--- Your goal ---
Reproduce the lines of the material below word for word, leaving out the pictures.

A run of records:
_ _ _

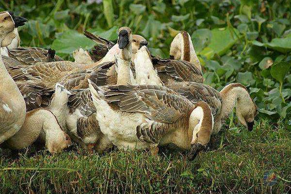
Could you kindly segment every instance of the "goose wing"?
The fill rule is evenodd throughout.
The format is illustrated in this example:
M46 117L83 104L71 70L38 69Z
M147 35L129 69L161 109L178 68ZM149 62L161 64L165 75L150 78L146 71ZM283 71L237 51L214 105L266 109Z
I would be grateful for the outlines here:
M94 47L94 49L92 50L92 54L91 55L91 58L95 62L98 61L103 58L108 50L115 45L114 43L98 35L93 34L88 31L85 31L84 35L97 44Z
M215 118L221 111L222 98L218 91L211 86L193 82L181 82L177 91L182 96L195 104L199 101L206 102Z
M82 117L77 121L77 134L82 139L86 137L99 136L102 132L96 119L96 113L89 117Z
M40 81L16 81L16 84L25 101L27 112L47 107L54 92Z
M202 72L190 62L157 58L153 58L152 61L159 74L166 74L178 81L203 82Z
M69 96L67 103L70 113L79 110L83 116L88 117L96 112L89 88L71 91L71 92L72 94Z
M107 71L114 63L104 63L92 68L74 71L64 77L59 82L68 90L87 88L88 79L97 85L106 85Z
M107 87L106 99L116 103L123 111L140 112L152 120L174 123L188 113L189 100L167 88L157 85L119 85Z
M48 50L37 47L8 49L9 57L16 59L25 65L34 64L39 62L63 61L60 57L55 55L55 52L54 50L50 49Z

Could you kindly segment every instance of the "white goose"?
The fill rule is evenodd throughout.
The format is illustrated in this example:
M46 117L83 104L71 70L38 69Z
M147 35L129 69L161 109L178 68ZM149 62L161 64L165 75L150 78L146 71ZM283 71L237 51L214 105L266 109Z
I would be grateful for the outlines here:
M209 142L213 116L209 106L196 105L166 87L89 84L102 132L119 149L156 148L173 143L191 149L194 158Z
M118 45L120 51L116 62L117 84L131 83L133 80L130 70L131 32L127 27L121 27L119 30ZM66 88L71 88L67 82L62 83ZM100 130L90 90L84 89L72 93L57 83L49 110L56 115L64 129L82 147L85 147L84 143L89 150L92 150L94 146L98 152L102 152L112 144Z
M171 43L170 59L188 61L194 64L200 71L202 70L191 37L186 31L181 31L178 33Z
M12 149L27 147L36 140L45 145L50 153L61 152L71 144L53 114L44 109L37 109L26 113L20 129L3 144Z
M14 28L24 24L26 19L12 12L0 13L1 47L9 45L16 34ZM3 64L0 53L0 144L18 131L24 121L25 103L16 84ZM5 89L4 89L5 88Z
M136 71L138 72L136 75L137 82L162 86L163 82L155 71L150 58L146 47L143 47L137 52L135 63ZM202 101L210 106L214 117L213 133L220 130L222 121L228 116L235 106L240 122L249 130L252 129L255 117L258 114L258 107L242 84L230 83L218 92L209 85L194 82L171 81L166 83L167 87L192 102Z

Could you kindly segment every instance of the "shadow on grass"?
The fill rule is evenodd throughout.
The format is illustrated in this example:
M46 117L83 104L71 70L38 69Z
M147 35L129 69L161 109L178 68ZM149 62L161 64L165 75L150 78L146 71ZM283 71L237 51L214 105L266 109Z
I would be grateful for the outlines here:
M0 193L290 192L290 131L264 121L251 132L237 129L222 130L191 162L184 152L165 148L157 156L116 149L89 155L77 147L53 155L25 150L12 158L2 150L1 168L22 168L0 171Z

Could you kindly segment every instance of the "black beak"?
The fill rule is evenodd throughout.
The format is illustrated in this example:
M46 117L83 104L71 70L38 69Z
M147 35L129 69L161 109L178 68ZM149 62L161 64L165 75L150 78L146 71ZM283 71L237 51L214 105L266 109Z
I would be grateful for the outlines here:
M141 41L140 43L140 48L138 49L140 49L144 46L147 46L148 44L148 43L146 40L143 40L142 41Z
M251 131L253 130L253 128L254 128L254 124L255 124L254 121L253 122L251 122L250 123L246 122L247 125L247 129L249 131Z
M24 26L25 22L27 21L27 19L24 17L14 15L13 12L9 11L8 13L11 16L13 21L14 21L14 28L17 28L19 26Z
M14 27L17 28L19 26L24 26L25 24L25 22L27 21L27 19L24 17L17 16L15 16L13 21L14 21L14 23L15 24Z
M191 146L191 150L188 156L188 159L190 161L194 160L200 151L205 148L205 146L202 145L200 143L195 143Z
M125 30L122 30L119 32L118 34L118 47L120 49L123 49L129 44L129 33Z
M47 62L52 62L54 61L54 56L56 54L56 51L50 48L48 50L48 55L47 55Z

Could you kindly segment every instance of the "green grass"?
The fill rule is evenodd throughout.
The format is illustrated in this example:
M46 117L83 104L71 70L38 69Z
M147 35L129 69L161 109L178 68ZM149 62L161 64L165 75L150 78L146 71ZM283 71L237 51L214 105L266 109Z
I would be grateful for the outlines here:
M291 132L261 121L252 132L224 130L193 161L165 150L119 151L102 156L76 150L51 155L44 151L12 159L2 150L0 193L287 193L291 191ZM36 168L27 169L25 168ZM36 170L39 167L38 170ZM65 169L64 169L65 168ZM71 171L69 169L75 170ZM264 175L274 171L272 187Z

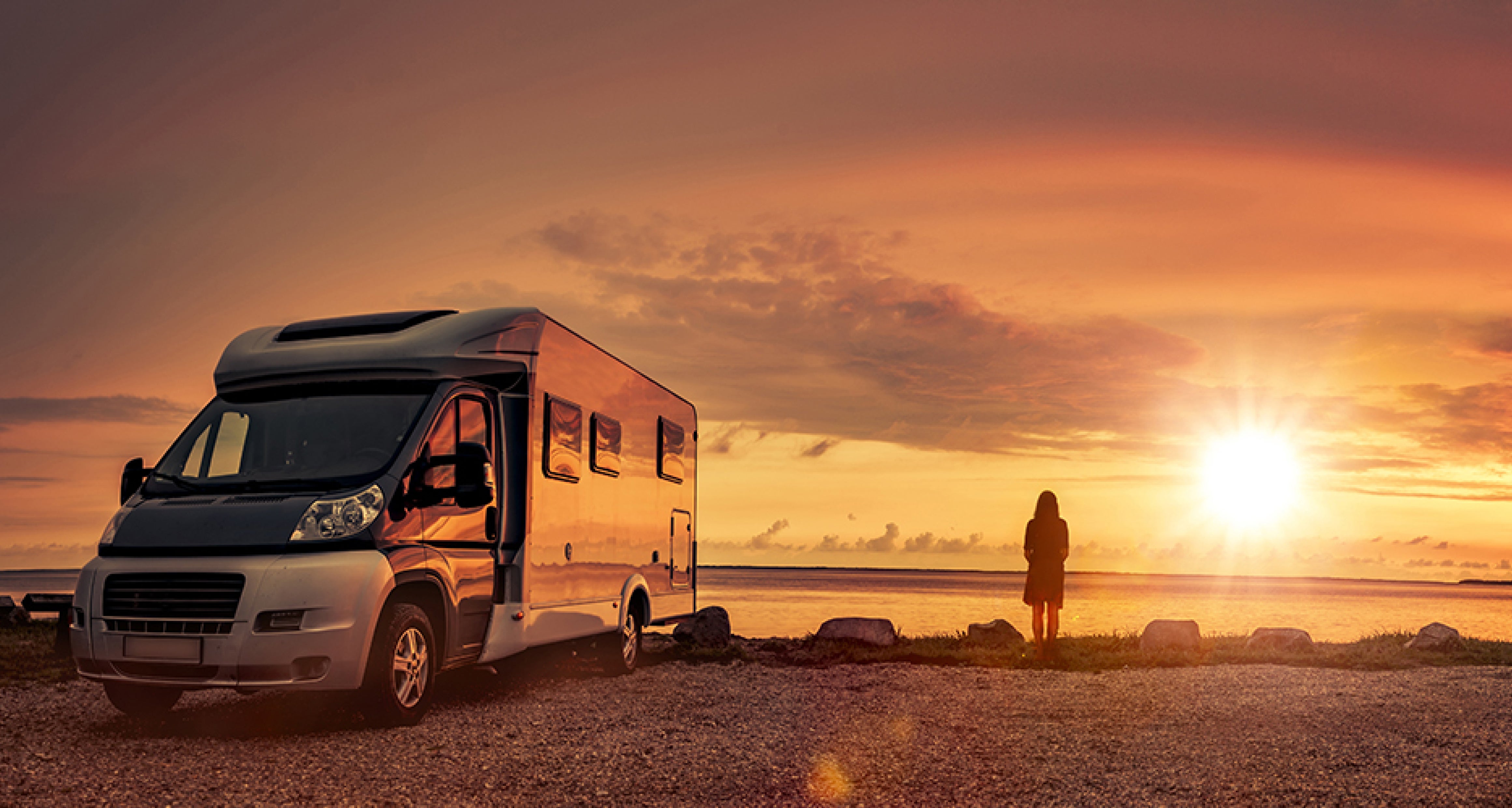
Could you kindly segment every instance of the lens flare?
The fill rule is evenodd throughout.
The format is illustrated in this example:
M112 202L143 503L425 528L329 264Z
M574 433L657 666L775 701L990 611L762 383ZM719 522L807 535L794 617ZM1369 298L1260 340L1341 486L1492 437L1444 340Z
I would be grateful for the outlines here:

_ _ _

--- Full response ---
Could you kindly segment every instance of the "goose wing"?
The fill rule is evenodd throughout.
The format is illustrated in this example:
M46 117L83 104L71 70L38 69Z
M147 35L129 69L161 109L178 68ZM149 62L161 64L165 75L150 78L146 71ZM283 71L237 51L214 105L266 109Z
I would be grateful for the outlines here:
M94 47L94 49L92 50L92 54L91 55L91 58L95 62L98 61L103 58L108 50L115 45L114 43L98 35L93 34L88 31L85 31L84 35L97 44Z
M215 118L221 111L222 98L218 91L211 86L193 82L181 82L177 91L182 96L195 104L199 101L206 102Z
M82 117L77 121L77 134L82 139L86 137L99 136L102 132L96 119L96 113L89 117Z
M40 81L16 81L16 84L25 101L27 112L47 107L54 92Z
M202 72L190 62L157 58L153 58L152 61L159 74L166 74L178 81L203 82Z
M69 96L67 103L70 113L79 110L83 116L88 117L96 112L89 88L71 91L71 92L72 94Z
M107 71L114 63L104 63L92 68L74 71L64 77L59 82L68 90L87 88L88 79L97 85L106 85Z
M107 87L106 99L116 103L123 111L140 112L152 120L174 123L188 113L189 100L167 88L157 85L119 85Z
M48 50L37 47L8 49L9 57L16 59L25 65L34 64L39 62L63 61L60 57L55 55L55 52L54 50L50 49Z

Could you kindly segment every instance of the "white goose"?
The fill rule is evenodd throughout.
The format is illustrated in this example:
M46 117L83 104L71 70L38 69Z
M147 35L129 69L161 109L178 68ZM149 62L161 64L165 75L150 78L146 71ZM283 71L237 51L214 105L266 109Z
I would be grateful for the outlines here:
M209 142L213 116L209 106L196 105L166 87L89 84L102 132L119 149L156 148L173 143L191 149L194 158Z
M118 45L120 51L116 62L117 84L131 83L133 80L130 70L131 32L127 27L121 27L119 30ZM66 88L71 88L67 82L62 83ZM100 130L90 90L84 89L72 93L57 83L49 110L56 115L64 129L82 147L85 147L84 143L89 150L92 150L94 146L98 152L102 152L112 144Z
M171 43L170 59L188 61L194 64L200 71L202 70L191 37L186 31L181 31L178 33Z
M12 149L27 147L36 140L45 145L50 153L61 152L71 144L53 114L44 109L37 109L26 113L20 129L3 144Z
M14 28L24 24L26 19L12 12L0 13L1 47L9 45L16 34ZM3 64L0 53L0 144L18 131L24 121L25 103L16 84ZM5 89L4 89L5 88Z
M136 71L138 72L136 75L137 82L162 86L163 82L155 71L150 58L146 47L143 47L137 52L135 63ZM202 101L210 106L214 117L213 133L220 130L222 121L228 116L235 106L240 122L249 130L252 129L255 117L258 114L258 107L242 84L230 83L218 92L209 85L194 82L171 81L166 83L167 87L192 102Z

Could you kindly segment every instance of the "shadow on grass"?
The fill rule is evenodd throughout.
The format is illustrated in this example:
M46 117L83 104L71 70L38 69Z
M147 35L129 69L161 109L178 68ZM149 62L161 64L165 75L150 78L146 71ZM283 71L237 51L214 105L266 109Z
I would be grateful for the outlines here:
M0 193L290 192L290 131L264 121L251 132L237 129L222 130L191 162L184 152L165 148L157 156L116 149L89 155L77 147L53 155L25 150L12 158L2 150L1 168L22 168L0 171Z

Could you kindly segment every instance of the "black beak"?
The fill rule is evenodd throughout.
The format is illustrated in this example:
M46 117L83 104L71 70L38 69Z
M147 35L129 69L161 109L178 68ZM149 62L161 64L165 75L150 78L146 71ZM283 71L237 51L214 105L266 109Z
I would be grateful for the outlines here:
M141 41L140 43L140 48L138 49L140 49L144 46L147 46L148 44L148 43L146 40L143 40L142 41Z
M251 131L253 130L253 128L254 128L254 124L255 124L254 121L253 122L251 122L250 123L246 122L247 125L247 129L249 131Z
M24 26L25 22L27 21L27 19L24 17L14 15L13 12L9 11L8 13L11 16L13 21L14 21L14 28L17 28L19 26Z
M14 27L17 28L19 26L24 26L25 24L25 22L27 21L27 19L24 17L17 16L15 16L13 21L14 21L14 23L15 24Z
M191 146L191 150L188 156L188 159L190 161L194 160L200 151L205 148L205 146L202 145L200 143L195 143Z
M125 30L122 30L119 32L118 34L118 47L120 49L123 49L129 44L129 33Z
M47 62L52 62L54 61L54 56L56 54L56 51L50 48L48 50L48 55L47 55Z

Could you kindly segment every instance of the "green grass"?
The fill rule is evenodd throughout.
The format is illustrated in this example:
M46 117L83 104L71 70L38 69Z
M147 35L129 69L161 109L178 68ZM149 62L161 64L165 75L150 78L146 71ZM283 71L237 51L214 105L266 109Z
I would be grateful for the outlines here:
M291 132L261 121L252 132L224 130L193 161L165 150L119 151L102 156L76 150L51 155L44 151L12 159L2 150L0 193L287 193L291 191ZM36 168L27 169L25 168ZM36 170L39 167L38 170ZM65 169L64 169L65 168ZM71 171L69 169L75 170ZM264 175L274 171L272 187Z

Could you kindly segment every instance of the lens flare?
The fill rule is evenodd throughout.
The format is illustrated in this example:
M112 202L143 503L425 528L329 264Z
M574 433L657 666L775 701L990 611L762 383ZM719 522L807 535L794 617ZM1369 298L1260 340L1341 486L1492 437L1444 340Z
I would be grateful for the outlines here:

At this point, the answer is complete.